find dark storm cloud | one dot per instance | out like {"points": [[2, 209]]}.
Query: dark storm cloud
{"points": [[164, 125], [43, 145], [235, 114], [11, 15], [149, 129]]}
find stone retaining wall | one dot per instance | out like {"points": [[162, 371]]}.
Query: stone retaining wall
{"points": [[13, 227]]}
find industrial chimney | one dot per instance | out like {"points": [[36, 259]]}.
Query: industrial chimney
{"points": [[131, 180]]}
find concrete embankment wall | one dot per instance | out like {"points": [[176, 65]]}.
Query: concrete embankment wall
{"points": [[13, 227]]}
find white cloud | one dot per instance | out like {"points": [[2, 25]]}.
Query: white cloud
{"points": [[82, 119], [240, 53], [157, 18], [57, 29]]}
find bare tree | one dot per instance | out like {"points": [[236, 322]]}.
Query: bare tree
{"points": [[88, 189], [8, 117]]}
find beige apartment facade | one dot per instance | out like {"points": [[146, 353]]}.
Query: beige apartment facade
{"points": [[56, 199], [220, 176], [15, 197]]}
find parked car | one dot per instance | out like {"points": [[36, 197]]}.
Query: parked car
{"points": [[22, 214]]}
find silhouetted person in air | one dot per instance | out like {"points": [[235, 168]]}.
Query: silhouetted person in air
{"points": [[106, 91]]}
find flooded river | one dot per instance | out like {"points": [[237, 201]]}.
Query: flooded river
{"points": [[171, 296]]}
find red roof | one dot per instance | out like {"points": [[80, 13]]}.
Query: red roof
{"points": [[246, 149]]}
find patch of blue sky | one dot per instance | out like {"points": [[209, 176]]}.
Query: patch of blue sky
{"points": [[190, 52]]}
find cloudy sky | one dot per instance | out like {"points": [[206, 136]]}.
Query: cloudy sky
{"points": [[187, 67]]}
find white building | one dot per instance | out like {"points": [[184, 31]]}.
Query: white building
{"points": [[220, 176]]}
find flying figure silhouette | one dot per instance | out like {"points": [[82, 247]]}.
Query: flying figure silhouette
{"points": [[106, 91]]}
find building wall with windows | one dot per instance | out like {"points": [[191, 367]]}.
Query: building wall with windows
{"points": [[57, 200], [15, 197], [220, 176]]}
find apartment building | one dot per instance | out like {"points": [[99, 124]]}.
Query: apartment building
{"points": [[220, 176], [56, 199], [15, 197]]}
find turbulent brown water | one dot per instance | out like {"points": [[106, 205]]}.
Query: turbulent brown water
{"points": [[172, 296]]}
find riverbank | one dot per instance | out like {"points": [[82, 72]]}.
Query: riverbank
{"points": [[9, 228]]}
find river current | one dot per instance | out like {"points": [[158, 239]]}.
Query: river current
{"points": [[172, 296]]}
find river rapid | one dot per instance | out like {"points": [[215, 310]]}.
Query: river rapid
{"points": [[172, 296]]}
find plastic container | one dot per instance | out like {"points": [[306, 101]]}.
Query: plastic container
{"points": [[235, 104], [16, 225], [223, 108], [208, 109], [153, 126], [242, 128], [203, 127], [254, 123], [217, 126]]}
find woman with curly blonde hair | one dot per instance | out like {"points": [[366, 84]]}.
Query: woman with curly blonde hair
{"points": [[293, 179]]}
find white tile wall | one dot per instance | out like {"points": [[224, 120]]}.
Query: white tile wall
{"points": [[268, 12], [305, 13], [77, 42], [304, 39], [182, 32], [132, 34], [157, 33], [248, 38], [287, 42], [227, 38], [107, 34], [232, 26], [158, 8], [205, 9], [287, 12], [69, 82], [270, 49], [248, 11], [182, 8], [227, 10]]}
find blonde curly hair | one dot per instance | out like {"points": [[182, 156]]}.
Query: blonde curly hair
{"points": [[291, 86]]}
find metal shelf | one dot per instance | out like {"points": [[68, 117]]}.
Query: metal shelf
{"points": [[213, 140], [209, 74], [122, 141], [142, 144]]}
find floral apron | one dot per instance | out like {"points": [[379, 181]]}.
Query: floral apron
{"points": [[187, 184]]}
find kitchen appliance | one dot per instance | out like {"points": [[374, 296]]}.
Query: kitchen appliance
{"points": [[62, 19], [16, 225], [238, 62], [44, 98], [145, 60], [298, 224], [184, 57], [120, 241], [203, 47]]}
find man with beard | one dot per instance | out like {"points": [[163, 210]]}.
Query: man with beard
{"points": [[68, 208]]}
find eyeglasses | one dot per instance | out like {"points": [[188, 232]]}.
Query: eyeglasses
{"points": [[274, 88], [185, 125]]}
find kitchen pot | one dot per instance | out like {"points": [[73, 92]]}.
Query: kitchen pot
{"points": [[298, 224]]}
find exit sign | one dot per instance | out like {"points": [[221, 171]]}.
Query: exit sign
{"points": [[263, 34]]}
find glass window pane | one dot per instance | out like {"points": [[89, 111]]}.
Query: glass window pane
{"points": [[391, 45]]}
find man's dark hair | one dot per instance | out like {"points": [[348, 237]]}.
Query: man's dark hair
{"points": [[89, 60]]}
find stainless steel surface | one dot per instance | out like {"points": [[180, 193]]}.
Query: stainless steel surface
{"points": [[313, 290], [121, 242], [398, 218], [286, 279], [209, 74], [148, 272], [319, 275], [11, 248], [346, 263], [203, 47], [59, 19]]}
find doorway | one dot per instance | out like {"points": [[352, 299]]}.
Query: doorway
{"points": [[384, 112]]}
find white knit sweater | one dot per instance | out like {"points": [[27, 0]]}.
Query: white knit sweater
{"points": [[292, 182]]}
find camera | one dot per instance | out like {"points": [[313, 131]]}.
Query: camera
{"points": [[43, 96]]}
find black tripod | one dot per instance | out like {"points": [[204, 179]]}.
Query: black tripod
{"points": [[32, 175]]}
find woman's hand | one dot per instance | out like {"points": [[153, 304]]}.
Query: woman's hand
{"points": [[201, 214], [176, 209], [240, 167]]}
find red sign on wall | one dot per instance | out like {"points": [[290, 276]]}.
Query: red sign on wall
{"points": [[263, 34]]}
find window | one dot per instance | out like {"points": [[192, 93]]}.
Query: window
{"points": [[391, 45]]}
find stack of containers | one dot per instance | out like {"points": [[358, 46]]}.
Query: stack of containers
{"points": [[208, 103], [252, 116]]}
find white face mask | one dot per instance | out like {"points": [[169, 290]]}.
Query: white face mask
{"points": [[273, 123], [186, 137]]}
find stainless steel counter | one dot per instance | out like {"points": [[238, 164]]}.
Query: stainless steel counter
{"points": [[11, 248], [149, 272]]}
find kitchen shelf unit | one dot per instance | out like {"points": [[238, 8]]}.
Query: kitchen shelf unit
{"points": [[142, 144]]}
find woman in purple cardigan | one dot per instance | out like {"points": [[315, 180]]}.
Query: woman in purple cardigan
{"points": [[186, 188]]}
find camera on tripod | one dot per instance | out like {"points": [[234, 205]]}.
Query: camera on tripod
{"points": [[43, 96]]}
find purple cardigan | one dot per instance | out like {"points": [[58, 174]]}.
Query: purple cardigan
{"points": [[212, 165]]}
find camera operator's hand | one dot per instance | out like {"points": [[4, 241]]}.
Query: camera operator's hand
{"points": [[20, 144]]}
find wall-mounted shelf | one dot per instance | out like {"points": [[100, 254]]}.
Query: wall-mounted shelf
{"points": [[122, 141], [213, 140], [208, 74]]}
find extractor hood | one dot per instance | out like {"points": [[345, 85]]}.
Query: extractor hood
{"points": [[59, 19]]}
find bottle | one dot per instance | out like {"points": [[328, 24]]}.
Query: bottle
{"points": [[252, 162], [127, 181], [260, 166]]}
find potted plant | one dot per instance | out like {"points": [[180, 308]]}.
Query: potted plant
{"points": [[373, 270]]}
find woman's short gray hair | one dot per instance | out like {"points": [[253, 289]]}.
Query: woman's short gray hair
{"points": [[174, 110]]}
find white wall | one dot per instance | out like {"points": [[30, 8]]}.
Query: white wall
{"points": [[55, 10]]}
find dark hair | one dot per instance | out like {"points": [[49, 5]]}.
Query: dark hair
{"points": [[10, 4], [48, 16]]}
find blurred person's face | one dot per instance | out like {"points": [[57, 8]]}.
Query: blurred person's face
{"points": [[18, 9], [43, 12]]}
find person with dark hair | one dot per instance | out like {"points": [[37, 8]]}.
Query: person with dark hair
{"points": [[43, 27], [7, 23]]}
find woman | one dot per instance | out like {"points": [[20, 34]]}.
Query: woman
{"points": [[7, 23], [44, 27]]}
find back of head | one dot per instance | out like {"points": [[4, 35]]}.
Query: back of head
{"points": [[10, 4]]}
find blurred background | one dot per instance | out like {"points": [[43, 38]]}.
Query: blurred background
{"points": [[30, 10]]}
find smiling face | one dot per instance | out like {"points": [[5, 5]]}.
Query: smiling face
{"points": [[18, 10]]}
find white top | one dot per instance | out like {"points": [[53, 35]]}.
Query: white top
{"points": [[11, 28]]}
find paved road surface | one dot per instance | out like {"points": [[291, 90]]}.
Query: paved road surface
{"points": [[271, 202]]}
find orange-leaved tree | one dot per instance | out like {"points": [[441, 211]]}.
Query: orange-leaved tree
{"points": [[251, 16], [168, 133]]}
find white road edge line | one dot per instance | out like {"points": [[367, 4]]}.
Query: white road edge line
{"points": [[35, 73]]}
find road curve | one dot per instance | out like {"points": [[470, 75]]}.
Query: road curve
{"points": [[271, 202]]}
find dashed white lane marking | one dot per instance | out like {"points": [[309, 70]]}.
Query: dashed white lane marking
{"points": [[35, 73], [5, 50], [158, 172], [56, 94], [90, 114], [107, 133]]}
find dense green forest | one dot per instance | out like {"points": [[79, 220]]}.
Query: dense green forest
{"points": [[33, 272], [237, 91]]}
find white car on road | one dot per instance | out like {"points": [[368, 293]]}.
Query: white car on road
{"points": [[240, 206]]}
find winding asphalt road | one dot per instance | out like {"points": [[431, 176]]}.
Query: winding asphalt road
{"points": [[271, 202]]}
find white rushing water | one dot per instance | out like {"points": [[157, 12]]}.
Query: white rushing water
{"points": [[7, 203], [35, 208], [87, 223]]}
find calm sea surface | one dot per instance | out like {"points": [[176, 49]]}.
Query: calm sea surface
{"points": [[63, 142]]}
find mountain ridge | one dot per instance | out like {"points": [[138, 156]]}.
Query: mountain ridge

____________________

Quote, without any change, each line from the one that contains "find dense green" through the end of the material.

find dense green forest | one dot per instance | out like {"points": [[79, 220]]}.
Query: dense green forest
{"points": [[33, 272], [237, 91]]}
find white car on road | one dot per instance | out like {"points": [[368, 293]]}.
Query: white car on road
{"points": [[240, 206]]}
find winding asphalt road | one dot per instance | out like {"points": [[431, 176]]}.
Query: winding asphalt road
{"points": [[271, 202]]}
find white rushing water | one dot per instance | out like {"points": [[157, 12]]}.
Query: white rushing water
{"points": [[7, 203], [35, 208], [87, 223]]}
find calm sea surface | one dot per instance | out like {"points": [[176, 49]]}.
Query: calm sea surface
{"points": [[63, 142]]}
find mountain ridge | one dot per instance | out like {"points": [[138, 156]]}.
Query: mountain ridge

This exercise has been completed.